(EXERCISE AIM): Keep each line of the material that includes "Mark", and leave out the rest.
DATA EXCERPTS START
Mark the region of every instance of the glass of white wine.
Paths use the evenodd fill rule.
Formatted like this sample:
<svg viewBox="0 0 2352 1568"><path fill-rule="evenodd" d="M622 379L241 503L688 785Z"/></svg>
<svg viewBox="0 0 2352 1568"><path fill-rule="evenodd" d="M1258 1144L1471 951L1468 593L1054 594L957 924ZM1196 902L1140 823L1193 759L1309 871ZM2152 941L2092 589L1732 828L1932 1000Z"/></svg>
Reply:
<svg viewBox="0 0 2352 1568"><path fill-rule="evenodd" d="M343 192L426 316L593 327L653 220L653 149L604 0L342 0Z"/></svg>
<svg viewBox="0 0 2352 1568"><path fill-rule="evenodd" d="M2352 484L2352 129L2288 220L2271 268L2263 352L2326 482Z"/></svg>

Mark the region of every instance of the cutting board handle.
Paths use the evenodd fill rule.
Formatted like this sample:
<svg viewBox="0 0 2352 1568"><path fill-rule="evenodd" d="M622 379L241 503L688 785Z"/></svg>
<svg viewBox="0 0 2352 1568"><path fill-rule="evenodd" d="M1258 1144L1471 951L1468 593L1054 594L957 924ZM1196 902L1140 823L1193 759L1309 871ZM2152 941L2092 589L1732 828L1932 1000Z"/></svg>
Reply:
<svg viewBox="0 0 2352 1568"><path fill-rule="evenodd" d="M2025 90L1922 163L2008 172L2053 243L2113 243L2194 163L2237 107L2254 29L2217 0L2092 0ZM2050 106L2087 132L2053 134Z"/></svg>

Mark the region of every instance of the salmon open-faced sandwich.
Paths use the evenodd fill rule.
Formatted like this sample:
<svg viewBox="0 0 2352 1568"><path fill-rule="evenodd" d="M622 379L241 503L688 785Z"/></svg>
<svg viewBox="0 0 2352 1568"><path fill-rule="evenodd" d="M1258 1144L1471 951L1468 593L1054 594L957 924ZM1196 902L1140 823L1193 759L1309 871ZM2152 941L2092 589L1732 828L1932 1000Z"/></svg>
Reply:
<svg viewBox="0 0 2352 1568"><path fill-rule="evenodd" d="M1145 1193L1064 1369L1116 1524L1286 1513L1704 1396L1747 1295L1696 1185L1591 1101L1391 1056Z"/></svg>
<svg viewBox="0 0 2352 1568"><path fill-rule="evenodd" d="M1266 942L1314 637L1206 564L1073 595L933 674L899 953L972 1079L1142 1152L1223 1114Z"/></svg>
DATA EXCERPTS END
(ANSWER TO THIS EXERCISE):
Mark the region of every instance of the glass of white wine.
Mark the region of every instance of the cutting board handle.
Mark the region of every instance of the salmon open-faced sandwich.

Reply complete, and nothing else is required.